Por isso, quando há peregrinos, há maior possibilidade de viver do próprio trabalho para a minoria cristã local, de viver com dignidade. Quando faltam os peregrinos, tudo isto é mais difícil.
AE – Olhando para a atualidade, que consequências terá a determinação de Donald Trump de colocar a embaixada norte-americana em Israel na cidade de Jerusalém?
FP – O Papa Francisco já fez um comentário extremamente significativo, usando duas palavras de convite: sabedoria e prudência. Não tenho nada a acrescentar. Há uma oração muito bonita, no Livro da Sabedoria, no Antigo Testamento, que é a oração de Salomão. Chamado a governar, jovem e com pouca experiência, Salomão reza e diz a Deus: “Dá-me a sabedoria que se senta junto a ti, no trono, para que eu saiba aquilo que te é agradável”.
A sabedoria serve para evitar decisões e também palavras poucos prudentes. O dom da prudência, por sua vez, não é o medo de fazer algo, é uma coisa bem mais profunda, é uma das virtudes cardeais: é precisamente a capacidade de saber avaliar muito bem qual é a palavra dizer, a coisa a fazer, o caminho a seguir.
Penso que quando o Papa convidou à sabedoria e à prudência, fez um convite que todos podemos retomar e voltar a propor.
Todos nós podemos modificar decisões tomadas e mudar palavras ditas. É preciso procurar sempre ajudar neste percurso e processo que é já de si muito frágil, muito difícil, que é o percurso, o processo da paz em todo o Médio Oriente. Não é só uma questão Israel-Palestina, diz respeito ao Médio Oriente e, em perspetiva, a todo o mundo.
AE – Acredita que é possível voltar atrás, nesta decisão?
FP – Veremos. Não sou um profeta. É muito difícil fazer previsões na Terra Santa, seria um exercício meramente teórico.
AE – O processo de paz está em causa, com esta decisão?
FP – O processo de paz é sempre frágil, é preciso que seja sempre encorajado, com a consciência de que, sempre que se promove um processo de paz, é preciso que cada uma das partes envolvidas perceba que poder chegar a um acordo justo, digno, que não humilhe, no fundo, é uma vantagem para todos. Todos os que estão envolvidos devem perceber que a paz é conveniente, isto é, que a paz é a que pode garantir um futuro às duas partes, às crianças que nasceram e que vão nascer.
AE – Receia que o número de peregrinos diminua?
FP – Se houver atos de violência, é provável que os peregrinos diminuam. Nós, repito, esperamos que não haja atos de violência, excessivos e por um tempo prolongado. E esperamos que os peregrinos venham, que a sua vinda, de alguma forma, contribua também para superar este tipo de situação.

◆ Enunciado ◆
Escreva a continuação da entrevista acima sobre os peregrinos na Terra Santa, a começar logo após a última frase apresentada.

◆ Registos de dados ◆

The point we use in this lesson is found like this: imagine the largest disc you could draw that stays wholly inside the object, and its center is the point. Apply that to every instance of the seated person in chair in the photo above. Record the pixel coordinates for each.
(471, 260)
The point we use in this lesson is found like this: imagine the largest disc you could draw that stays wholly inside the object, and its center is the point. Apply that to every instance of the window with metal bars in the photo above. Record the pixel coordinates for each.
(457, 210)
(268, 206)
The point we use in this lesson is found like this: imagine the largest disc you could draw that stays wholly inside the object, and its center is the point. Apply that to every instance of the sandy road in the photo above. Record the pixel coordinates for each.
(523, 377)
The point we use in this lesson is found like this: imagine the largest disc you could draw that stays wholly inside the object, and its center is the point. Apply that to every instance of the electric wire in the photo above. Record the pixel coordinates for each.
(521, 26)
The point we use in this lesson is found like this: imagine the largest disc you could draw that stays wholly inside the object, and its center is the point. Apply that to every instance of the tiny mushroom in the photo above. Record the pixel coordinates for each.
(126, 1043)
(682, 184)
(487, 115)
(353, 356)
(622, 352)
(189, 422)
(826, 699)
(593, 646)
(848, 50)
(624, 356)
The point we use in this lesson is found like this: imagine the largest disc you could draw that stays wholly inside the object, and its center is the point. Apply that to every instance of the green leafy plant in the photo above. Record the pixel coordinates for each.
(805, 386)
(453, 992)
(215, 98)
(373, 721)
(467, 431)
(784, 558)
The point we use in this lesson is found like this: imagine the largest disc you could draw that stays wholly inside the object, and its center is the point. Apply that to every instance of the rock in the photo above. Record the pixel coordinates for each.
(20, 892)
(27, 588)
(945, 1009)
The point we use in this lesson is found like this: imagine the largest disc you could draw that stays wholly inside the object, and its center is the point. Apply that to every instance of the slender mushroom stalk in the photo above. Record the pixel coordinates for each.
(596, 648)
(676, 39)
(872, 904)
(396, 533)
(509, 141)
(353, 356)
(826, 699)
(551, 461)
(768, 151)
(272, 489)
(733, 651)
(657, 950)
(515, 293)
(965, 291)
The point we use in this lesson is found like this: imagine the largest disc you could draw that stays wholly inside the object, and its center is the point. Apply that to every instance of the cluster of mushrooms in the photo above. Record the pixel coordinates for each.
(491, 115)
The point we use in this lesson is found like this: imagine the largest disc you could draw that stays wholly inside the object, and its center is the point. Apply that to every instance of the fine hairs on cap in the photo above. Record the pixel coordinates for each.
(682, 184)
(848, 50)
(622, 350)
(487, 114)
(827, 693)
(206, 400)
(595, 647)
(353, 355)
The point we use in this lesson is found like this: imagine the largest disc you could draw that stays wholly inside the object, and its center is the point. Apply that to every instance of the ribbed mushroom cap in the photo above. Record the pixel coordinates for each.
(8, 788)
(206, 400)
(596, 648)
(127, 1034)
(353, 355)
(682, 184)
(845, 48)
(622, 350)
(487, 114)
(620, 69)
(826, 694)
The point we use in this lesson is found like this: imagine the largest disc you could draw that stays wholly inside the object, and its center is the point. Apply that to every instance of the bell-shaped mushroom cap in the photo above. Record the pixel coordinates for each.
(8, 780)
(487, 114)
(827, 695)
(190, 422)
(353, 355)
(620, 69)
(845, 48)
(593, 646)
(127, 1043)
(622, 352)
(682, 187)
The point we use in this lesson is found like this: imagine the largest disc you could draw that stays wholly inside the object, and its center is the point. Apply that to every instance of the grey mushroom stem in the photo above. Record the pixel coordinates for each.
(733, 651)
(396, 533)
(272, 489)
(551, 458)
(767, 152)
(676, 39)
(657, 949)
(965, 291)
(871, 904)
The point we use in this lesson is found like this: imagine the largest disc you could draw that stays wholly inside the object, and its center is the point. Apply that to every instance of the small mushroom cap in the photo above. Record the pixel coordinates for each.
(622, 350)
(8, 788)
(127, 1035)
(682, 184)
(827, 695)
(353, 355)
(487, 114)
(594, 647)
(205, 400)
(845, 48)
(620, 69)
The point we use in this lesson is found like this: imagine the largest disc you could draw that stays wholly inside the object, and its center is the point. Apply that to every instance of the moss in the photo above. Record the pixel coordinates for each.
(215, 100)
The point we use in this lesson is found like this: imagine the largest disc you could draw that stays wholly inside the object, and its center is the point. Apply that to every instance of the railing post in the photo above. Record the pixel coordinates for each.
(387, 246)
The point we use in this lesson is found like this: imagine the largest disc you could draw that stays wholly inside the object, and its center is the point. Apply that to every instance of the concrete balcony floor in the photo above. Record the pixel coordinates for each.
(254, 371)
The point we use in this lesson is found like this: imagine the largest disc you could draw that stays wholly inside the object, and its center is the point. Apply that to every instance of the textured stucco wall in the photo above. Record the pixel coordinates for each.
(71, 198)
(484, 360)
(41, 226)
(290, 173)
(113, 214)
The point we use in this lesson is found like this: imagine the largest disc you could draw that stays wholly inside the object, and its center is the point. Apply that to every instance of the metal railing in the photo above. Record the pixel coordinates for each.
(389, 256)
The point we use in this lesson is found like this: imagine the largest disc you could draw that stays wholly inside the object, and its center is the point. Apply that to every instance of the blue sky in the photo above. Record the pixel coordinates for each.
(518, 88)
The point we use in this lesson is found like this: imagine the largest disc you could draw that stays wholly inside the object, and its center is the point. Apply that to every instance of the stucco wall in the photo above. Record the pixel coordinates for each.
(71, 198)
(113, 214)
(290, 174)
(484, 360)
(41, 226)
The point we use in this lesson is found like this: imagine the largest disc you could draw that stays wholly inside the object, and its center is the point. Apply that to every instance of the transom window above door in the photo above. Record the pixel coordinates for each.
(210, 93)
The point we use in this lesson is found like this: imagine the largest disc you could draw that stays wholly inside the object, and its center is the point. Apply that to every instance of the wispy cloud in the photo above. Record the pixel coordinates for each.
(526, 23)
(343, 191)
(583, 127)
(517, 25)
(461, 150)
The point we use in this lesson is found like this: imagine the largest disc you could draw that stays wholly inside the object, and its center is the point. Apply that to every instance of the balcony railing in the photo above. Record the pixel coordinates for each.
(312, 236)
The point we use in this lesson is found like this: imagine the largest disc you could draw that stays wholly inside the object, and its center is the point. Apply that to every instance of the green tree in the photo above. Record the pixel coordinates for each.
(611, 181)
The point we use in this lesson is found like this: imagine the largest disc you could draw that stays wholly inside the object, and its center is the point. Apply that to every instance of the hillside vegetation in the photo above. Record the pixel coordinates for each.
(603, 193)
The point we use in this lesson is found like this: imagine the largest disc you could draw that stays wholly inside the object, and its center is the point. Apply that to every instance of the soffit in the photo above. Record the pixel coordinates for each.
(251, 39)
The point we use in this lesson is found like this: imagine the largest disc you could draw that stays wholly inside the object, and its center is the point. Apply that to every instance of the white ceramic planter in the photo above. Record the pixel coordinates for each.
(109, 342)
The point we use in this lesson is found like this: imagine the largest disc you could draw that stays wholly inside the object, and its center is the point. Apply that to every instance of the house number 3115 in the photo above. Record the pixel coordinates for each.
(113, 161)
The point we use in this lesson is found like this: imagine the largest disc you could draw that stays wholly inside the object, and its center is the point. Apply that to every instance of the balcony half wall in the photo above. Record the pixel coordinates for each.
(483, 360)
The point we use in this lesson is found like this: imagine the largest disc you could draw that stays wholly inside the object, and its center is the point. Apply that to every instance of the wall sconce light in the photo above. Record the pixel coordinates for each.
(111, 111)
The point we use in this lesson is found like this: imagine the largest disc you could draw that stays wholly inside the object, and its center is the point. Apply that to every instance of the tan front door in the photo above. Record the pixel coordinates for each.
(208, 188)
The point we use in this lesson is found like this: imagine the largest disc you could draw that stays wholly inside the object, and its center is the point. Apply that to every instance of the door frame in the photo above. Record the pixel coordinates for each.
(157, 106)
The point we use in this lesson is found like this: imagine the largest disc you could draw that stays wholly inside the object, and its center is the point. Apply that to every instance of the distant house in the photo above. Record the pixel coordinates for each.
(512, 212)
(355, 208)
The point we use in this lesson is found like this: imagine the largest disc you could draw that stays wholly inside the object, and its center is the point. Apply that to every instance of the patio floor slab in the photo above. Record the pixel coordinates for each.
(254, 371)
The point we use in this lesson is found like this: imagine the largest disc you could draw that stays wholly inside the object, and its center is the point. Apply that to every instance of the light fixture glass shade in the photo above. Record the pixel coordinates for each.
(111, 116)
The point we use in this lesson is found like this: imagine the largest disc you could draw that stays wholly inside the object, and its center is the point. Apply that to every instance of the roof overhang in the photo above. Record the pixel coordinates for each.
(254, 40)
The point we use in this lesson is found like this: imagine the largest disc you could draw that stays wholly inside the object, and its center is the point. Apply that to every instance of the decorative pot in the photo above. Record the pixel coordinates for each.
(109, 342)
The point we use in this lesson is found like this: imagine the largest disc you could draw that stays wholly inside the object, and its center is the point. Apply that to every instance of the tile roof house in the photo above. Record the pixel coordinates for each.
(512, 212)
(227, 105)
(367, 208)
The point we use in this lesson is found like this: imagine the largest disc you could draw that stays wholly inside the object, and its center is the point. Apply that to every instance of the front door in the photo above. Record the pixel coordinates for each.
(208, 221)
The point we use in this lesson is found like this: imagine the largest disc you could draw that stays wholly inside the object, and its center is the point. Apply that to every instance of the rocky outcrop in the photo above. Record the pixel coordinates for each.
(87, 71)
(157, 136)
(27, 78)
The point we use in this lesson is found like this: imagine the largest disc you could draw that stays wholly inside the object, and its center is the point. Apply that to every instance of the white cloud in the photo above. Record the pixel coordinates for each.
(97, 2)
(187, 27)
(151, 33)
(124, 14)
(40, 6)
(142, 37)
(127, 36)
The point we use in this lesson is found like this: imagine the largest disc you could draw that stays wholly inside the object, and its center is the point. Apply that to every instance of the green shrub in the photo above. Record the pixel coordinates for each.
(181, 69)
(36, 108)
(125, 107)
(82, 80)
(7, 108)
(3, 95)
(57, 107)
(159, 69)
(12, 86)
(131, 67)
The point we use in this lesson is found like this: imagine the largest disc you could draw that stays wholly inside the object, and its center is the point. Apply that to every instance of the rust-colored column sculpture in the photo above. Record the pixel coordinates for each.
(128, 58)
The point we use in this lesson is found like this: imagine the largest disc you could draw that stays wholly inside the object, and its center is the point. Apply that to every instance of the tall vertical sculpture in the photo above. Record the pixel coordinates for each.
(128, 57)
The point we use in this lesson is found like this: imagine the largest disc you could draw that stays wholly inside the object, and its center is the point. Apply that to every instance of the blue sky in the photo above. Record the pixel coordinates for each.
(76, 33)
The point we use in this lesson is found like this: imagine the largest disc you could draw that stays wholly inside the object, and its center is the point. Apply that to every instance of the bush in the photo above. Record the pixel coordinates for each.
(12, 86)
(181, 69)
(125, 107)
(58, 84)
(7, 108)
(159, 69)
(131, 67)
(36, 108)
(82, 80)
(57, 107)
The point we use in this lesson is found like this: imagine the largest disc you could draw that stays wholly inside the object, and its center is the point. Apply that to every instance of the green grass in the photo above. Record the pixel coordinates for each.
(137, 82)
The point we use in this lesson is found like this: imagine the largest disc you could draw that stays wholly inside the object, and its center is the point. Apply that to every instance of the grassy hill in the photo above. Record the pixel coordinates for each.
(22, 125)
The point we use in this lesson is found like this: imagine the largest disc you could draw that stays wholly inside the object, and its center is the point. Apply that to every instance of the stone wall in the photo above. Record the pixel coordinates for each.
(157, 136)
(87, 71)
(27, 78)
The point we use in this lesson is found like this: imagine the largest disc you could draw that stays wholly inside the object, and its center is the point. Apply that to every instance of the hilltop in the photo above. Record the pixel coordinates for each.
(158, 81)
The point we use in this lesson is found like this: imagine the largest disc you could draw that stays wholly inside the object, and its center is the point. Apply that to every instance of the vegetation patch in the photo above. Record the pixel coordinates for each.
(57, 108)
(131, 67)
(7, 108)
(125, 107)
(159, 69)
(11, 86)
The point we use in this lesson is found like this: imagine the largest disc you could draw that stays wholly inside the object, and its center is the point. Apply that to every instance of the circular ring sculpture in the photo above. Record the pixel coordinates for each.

◆ Resultado do exercício ◆
AE – Na sua opinião, Jerusalém deveria ser a capital dos dois Estados, Israel e Palestina?
FP – A minha opinião é a que foi manifestada, oficialmente, pela Santa Sé: a ideia que Jerusalém é uma cidade que pertence a dois povos e a três fés. Por isso, não uma cidade dividida, mas partilhada, onde possam viver em paz judeus e palestinos e onde possam rezar em paz os que são da religião judaica, da religião cristã e da religião muçulmana.
AE – A Custódia Franciscana da Terra Santa está a celebrar 800 anos. Que desafios enfrenta, neste momento, o que é que faz da presença dos franciscanos uma necessidade?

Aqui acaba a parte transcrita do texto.